• What the task requires
The lines to reproduce run from the one containing "Target: interior door" to the end of the listing. Reproduce them exactly, both ends included, and nothing else.
════════════════
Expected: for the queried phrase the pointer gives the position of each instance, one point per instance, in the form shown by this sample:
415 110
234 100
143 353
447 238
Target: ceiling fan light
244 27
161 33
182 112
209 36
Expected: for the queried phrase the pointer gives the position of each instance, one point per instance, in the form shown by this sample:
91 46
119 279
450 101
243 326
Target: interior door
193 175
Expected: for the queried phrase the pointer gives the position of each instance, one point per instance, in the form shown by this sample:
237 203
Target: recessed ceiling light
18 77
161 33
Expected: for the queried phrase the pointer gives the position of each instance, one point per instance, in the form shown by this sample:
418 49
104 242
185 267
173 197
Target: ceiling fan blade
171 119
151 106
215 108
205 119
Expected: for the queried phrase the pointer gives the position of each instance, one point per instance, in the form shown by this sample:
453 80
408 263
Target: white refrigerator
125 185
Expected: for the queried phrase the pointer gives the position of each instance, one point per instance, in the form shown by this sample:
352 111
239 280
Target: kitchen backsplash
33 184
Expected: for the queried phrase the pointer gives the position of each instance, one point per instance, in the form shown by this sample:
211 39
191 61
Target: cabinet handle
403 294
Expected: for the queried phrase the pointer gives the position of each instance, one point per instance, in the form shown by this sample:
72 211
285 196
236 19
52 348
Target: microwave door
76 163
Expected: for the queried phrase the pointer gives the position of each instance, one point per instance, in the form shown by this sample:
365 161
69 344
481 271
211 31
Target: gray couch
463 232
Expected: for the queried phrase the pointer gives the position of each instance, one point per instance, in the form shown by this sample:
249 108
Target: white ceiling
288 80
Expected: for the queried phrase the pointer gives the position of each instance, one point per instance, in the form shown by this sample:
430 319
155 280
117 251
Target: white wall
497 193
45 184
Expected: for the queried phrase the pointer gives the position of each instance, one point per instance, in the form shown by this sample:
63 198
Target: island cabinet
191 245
════════════════
• Task output
Target: interior door
193 175
Expected: for the queried phrase the pointer gives the position of each instance, one point per instance, in the form shown by this sample:
237 203
Target: recessed ceiling light
18 77
161 33
Expected: for the queried phrase the pointer gives the position of each instance, one point per instance, in the form shown by this sample:
418 49
104 242
185 267
173 197
Target: ceiling fan blade
171 119
151 106
215 108
205 119
Expected: for the queried phrase the pointer gives the position of each instance, one point per instance, in the form shown by this sample:
453 80
408 263
Target: white refrigerator
125 185
Expected: for the queried phrase the pointer gives the position of each instance, one point per instance, in the form shown by this sample:
352 111
239 280
Target: kitchen backsplash
33 184
Expected: for the queried phrase the pointer gives the position of each instance, one point per instance, in the form shown by this sample:
211 39
191 61
Target: cabinet handle
403 294
Expected: for the queried phrase the pointer gives the position of each instance, one point per instance, in the form shown by this sample:
72 211
285 196
236 19
52 348
Target: microwave door
76 163
Expected: for the queried phrase the pointer gives the position of each instance, one point per instance, in the form shown by this sample:
365 161
69 344
481 271
211 31
Target: gray couch
463 232
Expected: for the queried phrase the pointer gives the position of each instance, one point per instance, in the form shown by this sample:
249 108
Target: white ceiling
288 80
Expected: for the queried phrase the pointer gives the position of each instance, one point per instance, in the form shown by this sample:
430 319
155 280
117 251
Target: white wall
497 193
45 184
Expected: for the queried phrase the pointer gives the position of each instance, one point per instance, in the form shown by this sample:
63 198
Target: island cabinet
191 245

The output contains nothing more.